Advogado e político filiado primeiro à antiga UDN e depois ao MDB, Dr. Wilson foi governador de Mato Grosso do Sul por dois mandatos, senador e deputado federal também por dois mandatos, além de prefeito de Campo Grande, tendo a política sempre presente na sua vida. Filiou-se à UDN quando formada, em 1945, mas não concorreu a nenhum cargo político, mas trabalhou para eleger o amigo José Fragelli como deputado estadual, enquanto o Vespasiano Barbosa Martins foi eleito senador pela mesma legenda naquele mesmo pleito.

Durante a administração do então prefeito de Campo Grande, Fernando Corrêa da Costa, foi o secretário-geral e concorreu à Prefeitura em 1950, mas perdeu para Ary Coelho. Defendeu melhorias para o abastecimento de energia elétrica de Campo Grande, sendo que a empresa administradora do serviço teve a diretoria destituída e o grupo de Wilson assumiu a gestão. A empreitada o fez conhecido, o que o credenciou para se candidatar novamente à Prefeitura, sendo eleito em 1958, sendo que antes era suplente do então senador por Mato Grosso João Vilasboas.

Dr. Wilson assumiu o cargo de prefeito de Campo Grande em janeiro de 1959, em uma eleição marcada pela coligação que reuniu UDN e PCB. Mesmo sendo uma cidade de médio porte, Campo Grande tinha uma administração desorganizada, o que levou Wilson a promover uma reforma com o aval da Câmara Municipal. Mesmo com uma oposição forte, a reforma foi aprovada.

◇ ◇ ◇

» Ação pedida 1
De acordo com o texto sobre Dr. Wilson, em que ano ele foi eleito prefeito de Campo Grande?
» Ação pedida 2
Transcreva o trecho do texto sobre Dr. Wilson que começa nas palavras "Durante a administração" e termina depois de "Grosso João Vilasboas.".
A listagem constitui um material à parte, sem relação com o texto.

(Dados de localização espacial)

◇ ◇ ◇

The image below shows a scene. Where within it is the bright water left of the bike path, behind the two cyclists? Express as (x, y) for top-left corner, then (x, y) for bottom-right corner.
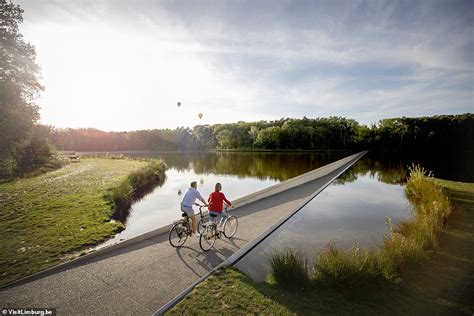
(94, 152), (348, 247)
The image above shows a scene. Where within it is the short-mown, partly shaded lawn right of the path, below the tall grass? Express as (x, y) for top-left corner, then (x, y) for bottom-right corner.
(168, 179), (474, 315)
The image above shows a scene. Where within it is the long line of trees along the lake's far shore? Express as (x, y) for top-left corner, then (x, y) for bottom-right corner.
(50, 113), (474, 152)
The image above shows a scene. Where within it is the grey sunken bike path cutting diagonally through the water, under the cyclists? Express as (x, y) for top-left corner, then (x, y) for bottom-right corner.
(0, 152), (357, 315)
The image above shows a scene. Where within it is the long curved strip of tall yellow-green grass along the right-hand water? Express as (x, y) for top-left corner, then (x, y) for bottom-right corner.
(313, 166), (452, 288)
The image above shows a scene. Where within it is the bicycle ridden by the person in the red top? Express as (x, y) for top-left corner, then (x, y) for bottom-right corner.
(199, 205), (239, 251)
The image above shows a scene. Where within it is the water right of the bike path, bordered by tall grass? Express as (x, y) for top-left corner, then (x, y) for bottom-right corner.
(236, 155), (412, 281)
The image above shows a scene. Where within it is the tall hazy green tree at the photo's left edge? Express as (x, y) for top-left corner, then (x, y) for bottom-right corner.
(0, 0), (51, 179)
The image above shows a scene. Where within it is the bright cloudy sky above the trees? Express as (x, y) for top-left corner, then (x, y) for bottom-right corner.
(14, 0), (474, 131)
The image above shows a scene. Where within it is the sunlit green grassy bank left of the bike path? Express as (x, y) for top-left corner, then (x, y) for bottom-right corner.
(0, 158), (164, 284)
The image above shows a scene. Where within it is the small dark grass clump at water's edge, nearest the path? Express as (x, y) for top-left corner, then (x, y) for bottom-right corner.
(271, 250), (310, 290)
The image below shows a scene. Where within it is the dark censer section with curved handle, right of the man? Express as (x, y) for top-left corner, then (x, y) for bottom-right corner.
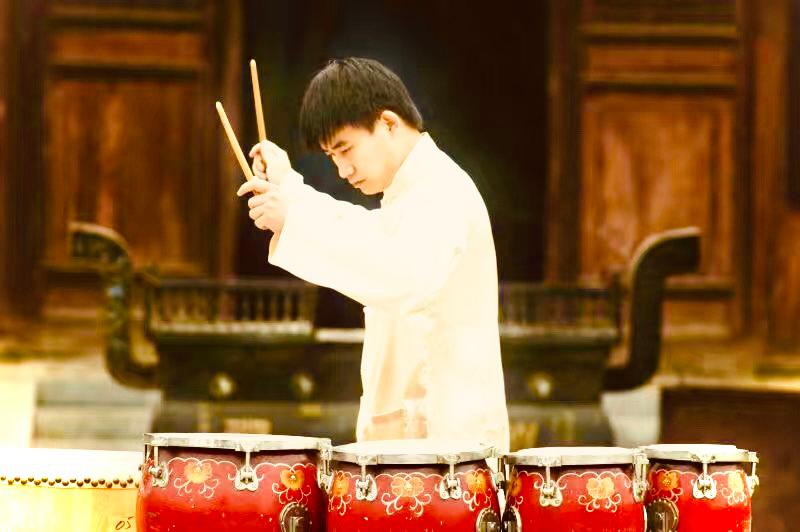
(500, 227), (700, 400)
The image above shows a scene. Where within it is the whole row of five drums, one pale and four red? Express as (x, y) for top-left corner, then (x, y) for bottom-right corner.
(0, 433), (758, 532)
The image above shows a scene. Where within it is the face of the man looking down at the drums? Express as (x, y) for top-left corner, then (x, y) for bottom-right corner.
(321, 120), (397, 195)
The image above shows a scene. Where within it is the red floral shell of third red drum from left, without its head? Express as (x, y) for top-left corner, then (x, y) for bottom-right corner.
(504, 464), (646, 532)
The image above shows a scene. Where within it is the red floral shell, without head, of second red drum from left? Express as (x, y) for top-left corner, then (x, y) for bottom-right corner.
(327, 460), (500, 532)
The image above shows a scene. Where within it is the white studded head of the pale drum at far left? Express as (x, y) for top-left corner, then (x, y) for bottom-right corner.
(0, 449), (142, 487)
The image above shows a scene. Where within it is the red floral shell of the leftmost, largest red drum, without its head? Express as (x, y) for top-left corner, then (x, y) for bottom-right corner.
(136, 446), (325, 532)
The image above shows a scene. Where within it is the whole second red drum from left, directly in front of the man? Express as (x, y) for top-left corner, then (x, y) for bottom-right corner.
(320, 440), (500, 532)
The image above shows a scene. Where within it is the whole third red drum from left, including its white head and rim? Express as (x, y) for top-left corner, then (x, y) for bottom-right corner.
(503, 447), (647, 532)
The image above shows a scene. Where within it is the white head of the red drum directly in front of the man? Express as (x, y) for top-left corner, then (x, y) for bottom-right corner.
(332, 439), (494, 465)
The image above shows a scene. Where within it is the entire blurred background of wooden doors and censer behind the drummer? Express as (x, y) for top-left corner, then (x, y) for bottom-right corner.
(0, 0), (800, 532)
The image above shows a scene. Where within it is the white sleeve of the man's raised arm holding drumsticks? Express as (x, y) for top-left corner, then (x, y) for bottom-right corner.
(269, 177), (468, 309)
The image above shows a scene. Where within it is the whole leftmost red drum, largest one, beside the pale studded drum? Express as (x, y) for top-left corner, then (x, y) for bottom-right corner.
(137, 433), (329, 532)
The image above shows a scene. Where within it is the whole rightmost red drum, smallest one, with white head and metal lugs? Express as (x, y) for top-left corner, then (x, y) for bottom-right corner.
(642, 445), (758, 532)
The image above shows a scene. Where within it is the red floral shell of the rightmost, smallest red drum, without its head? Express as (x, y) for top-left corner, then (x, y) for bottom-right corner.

◇ ◇ ◇

» Resolução 1
Em 1958.

» Resolução 2
Durante a administração do então prefeito de Campo Grande, Fernando Corrêa da Costa, foi o secretário-geral e concorreu à Prefeitura em 1950, mas perdeu para Ary Coelho. Defendeu melhorias para o abastecimento de energia elétrica de Campo Grande, sendo que a empresa administradora do serviço teve a diretoria destituída e o grupo de Wilson assumiu a gestão. A empreitada o fez conhecido, o que o credenciou para se candidatar novamente à Prefeitura, sendo eleito em 1958, sendo que antes era suplente do então senador por Mato Grosso João Vilasboas.